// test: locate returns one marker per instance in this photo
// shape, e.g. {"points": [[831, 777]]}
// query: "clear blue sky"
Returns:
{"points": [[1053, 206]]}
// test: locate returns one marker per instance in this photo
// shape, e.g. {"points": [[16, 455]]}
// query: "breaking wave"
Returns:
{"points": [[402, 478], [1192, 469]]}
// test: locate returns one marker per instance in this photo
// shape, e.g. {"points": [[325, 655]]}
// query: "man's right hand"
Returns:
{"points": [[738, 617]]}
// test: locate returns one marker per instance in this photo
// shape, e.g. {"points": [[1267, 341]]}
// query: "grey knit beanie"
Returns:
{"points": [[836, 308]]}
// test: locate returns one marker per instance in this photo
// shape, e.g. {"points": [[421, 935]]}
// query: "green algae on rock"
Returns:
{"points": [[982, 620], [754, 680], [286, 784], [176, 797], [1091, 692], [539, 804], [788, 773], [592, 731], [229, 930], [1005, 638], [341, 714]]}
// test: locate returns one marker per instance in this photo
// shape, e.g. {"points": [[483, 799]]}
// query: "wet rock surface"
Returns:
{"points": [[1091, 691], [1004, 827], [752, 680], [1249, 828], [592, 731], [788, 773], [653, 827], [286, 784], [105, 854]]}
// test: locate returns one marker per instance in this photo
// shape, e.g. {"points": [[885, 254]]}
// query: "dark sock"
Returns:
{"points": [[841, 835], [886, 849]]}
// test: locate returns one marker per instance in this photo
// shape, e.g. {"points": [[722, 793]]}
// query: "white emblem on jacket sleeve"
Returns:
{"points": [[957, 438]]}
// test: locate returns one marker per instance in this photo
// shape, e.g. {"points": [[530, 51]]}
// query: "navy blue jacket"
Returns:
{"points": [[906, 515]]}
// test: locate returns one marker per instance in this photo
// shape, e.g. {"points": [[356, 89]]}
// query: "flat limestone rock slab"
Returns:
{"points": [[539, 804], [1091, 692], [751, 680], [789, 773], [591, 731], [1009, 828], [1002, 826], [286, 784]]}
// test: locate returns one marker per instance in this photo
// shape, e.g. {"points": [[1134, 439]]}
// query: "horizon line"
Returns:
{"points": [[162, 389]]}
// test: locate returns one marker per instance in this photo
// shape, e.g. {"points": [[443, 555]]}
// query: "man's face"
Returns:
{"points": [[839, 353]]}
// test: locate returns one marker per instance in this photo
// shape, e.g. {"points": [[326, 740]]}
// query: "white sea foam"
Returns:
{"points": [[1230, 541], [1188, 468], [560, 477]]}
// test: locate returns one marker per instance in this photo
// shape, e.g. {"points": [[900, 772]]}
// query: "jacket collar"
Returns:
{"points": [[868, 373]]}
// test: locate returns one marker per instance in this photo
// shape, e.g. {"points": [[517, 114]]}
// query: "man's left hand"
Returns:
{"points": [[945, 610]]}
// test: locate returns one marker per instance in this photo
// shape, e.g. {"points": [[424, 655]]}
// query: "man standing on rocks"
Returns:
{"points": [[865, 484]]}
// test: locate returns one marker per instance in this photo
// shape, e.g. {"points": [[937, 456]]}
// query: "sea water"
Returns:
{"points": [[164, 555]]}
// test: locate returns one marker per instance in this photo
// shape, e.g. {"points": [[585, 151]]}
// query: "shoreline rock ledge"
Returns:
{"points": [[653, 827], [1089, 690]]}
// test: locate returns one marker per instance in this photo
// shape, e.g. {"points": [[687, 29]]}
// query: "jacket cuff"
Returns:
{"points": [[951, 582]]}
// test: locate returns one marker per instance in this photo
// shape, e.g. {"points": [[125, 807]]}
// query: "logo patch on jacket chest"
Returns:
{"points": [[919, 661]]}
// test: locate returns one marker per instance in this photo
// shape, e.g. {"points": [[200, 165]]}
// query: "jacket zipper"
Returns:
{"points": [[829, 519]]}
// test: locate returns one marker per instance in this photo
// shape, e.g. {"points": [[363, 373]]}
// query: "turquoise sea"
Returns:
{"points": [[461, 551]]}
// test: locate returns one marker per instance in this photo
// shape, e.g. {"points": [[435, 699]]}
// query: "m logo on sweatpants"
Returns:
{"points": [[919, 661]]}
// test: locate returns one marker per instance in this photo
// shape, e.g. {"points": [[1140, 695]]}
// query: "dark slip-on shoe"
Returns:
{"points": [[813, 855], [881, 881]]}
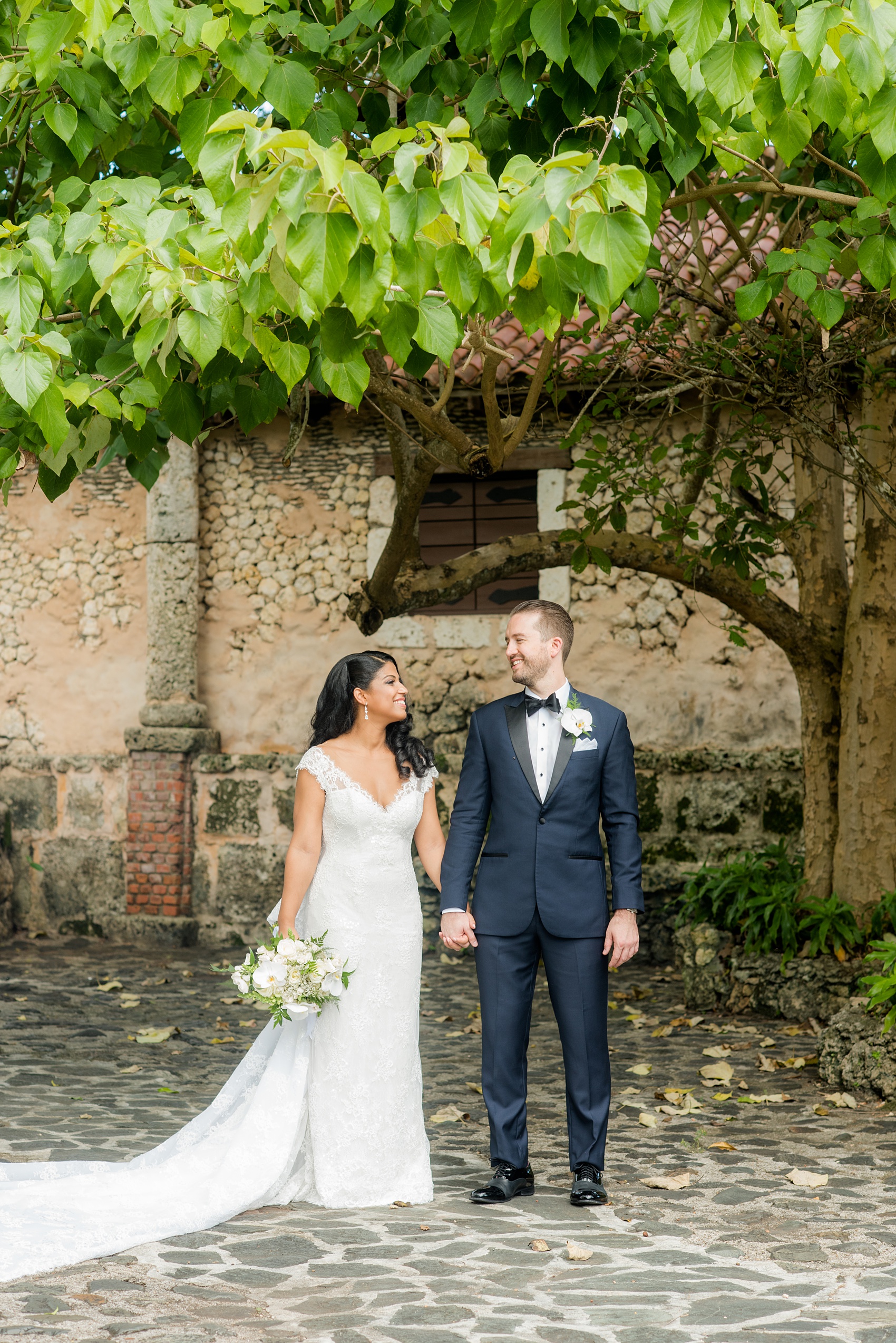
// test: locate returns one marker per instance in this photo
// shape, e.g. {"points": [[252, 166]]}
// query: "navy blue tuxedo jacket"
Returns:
{"points": [[544, 855]]}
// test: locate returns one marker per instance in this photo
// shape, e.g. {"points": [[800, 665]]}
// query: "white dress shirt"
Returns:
{"points": [[544, 735], [544, 732]]}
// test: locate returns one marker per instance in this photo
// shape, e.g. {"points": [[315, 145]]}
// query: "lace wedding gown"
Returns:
{"points": [[326, 1110]]}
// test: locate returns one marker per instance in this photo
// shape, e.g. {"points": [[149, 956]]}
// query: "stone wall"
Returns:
{"points": [[94, 851]]}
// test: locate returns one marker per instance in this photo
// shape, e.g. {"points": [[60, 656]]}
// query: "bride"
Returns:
{"points": [[326, 1110]]}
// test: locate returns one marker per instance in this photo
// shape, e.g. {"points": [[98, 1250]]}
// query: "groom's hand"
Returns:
{"points": [[622, 938], [457, 931]]}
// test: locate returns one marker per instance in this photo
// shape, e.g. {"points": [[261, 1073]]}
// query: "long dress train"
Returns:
{"points": [[326, 1110]]}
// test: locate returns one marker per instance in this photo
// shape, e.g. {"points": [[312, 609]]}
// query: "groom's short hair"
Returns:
{"points": [[554, 621]]}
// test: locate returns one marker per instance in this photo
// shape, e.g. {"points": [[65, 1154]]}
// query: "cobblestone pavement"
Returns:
{"points": [[736, 1253]]}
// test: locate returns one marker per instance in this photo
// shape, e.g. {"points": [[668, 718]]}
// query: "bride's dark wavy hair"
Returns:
{"points": [[338, 708]]}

*PROBLEM STATEMENT*:
Can the entries above be repeated exactly, without their pictures?

*SOLVED PROBLEM*:
// test: locate returns one marker per instance in this photo
// shape, e.g. {"points": [[831, 777]]}
// query: "clear blue sky"
Returns:
{"points": [[1053, 206]]}
// test: locate returns one marker per instance in this photo
// shape, e.g. {"points": [[16, 455]]}
// query: "breaking wave"
Returns:
{"points": [[402, 478], [1192, 469]]}
// test: locate returns one marker per instance in this photo
// shape, e.g. {"points": [[325, 655]]}
// query: "man's right hand"
Returns:
{"points": [[738, 617]]}
// test: locate returns one marker per instance in this photo
// shape, e.g. {"points": [[1267, 341]]}
// query: "grey knit beanie"
Returns:
{"points": [[836, 308]]}
// test: locate returns one marker per instance in this photo
// shape, e.g. {"points": [[421, 935]]}
// query: "green algae on rock"
Returns:
{"points": [[982, 620], [754, 680], [286, 784], [176, 797], [1091, 692], [539, 804], [788, 773], [592, 731], [229, 930], [1005, 638], [341, 714]]}
// test: locate returns one marker per instance in this photo
// shape, e.g. {"points": [[483, 799]]}
// query: "wet rock surface"
Returns:
{"points": [[1091, 691], [1004, 827], [752, 680], [1249, 828], [592, 731], [788, 773], [653, 827], [286, 784], [105, 854]]}
// test: locate returns one marker per instance in this photo
// shape, e.g. {"points": [[885, 254]]}
// query: "dark sock"
Returns:
{"points": [[841, 835], [886, 849]]}
// test: locate returns one marker per instance in this photo
// shape, e.g. {"points": [[722, 793]]}
// query: "white emblem on jacket sleeve"
Returns:
{"points": [[957, 438]]}
// test: locate returns one marker per instance in this photo
// shape, e.g. {"points": [[530, 51]]}
// query: "navy blue jacket"
Returns:
{"points": [[906, 515]]}
// test: locate returns one marker per instance in this photo
// shape, e.g. {"points": [[356, 89]]}
// query: "flat limestone rock slab"
Returns:
{"points": [[539, 804], [1091, 692], [751, 680], [789, 773], [591, 731], [1009, 828], [1002, 826], [286, 784]]}
// test: locate returns one marker per instance in this photo
// shape, e.g. {"points": [[1134, 439]]}
// query: "horizon line"
Returns:
{"points": [[162, 389]]}
// test: locate returns one marker per instance in this photo
// shape, e.g. {"points": [[443, 555]]}
// query: "man's face"
Returns:
{"points": [[839, 353]]}
// test: locate returns one marker per instance in this photo
// shape, e.g. {"points": [[326, 740]]}
// query: "white sea foam"
Returns:
{"points": [[1230, 541], [1188, 468], [560, 477]]}
// test: locate returns one marker per instance in this photo
// shape, e.g. {"points": [[900, 772]]}
// query: "jacket collar"
Returns:
{"points": [[868, 373]]}
// test: locate returns one marker per instance in this photo
// shape, e.g. {"points": [[517, 114]]}
// query: "man's left hand"
Returns:
{"points": [[945, 610]]}
// test: locate returns one marker per instance in this photo
// shape, e.g. {"points": [[424, 655]]}
// query: "man standing on rocks"
Returns:
{"points": [[865, 484]]}
// test: locate returns one marker per instance in this photo
// shape, e.g. {"points": [[937, 456]]}
// query: "sea water"
Returns:
{"points": [[164, 555]]}
// test: locate returns one marker per instance in this photo
// shape, e.g. {"points": [[585, 151]]}
// query: "shoreline rock ledge"
Returns:
{"points": [[653, 827], [1089, 690]]}
// test: locate returns one marker per instance in this photo
// shape, e.g. {"points": [[687, 29]]}
// query: "jacket cuff"
Returns:
{"points": [[951, 582]]}
// test: locate returns one marker per instance in this photo
// shape, e.g. {"points": [[125, 807]]}
// query: "logo patch on jacket chest"
Returns:
{"points": [[919, 661]]}
// test: locate returns one marker per instance in this photo
// shape, e.g. {"points": [[200, 165]]}
// query: "jacket zipper"
Returns:
{"points": [[829, 519]]}
// test: locate returns one marker per instance in this photo
// shape, e.g. {"points": [[363, 373]]}
// query: "turquoise sea"
Returns:
{"points": [[461, 551]]}
// test: locate returns one marker per instance in this photo
// shape, e.g. {"points": [[435, 699]]}
// query: "m logo on sweatpants"
Returns:
{"points": [[919, 661]]}
// test: locate returns one marker per instance in this photo
// shape, e.g. {"points": [[1140, 695]]}
// query: "dark slip-on shoe"
Returns:
{"points": [[813, 855], [881, 881]]}
// test: locate returns one marker per instance in this photo
// shape, e.g. {"points": [[252, 166]]}
// query: "navy blue tuxedo jacket"
Returns:
{"points": [[544, 855]]}
// test: locate returns one marker per instance in this photo
// shape, e.g. {"points": [[800, 665]]}
// query: "white dress shirt"
Returns:
{"points": [[544, 735], [544, 732]]}
// test: locate returns one marker per instance in this photo
// shape, e.g. {"points": [[315, 145]]}
// query: "lace wedding gown"
Returns:
{"points": [[326, 1110]]}
// test: locate returns one marker per instance in this photo
// shape, e.g. {"points": [[149, 956]]}
// query: "stone wall"
Returns:
{"points": [[94, 851]]}
// test: locate returns one marker per instance in this photo
// shape, e.g. {"points": [[60, 656]]}
// query: "bride"
Returns:
{"points": [[326, 1110]]}
// test: locate returns one marker per instance in this photo
// shape, e.g. {"points": [[98, 1250]]}
// query: "groom's hand"
Returns:
{"points": [[622, 938], [457, 931]]}
// test: locate returns one marker per instance in this photo
// shape, e.g. {"points": [[261, 1073]]}
// query: "long dress train"
Returns:
{"points": [[326, 1110]]}
// test: locate returns one marker per instance in this photo
// shape, e.g. {"points": [[312, 609]]}
// query: "groom's short hair"
Returns:
{"points": [[554, 621]]}
// test: locate returns one marker per instance in this photo
// shape, e.g. {"points": [[65, 1154]]}
// query: "cobblestone pavement"
Returns:
{"points": [[736, 1253]]}
// test: locate returns one marker per instance in this photo
// shape, e.g. {"points": [[668, 718]]}
// query: "bride's dark wavy hair"
Returns:
{"points": [[338, 708]]}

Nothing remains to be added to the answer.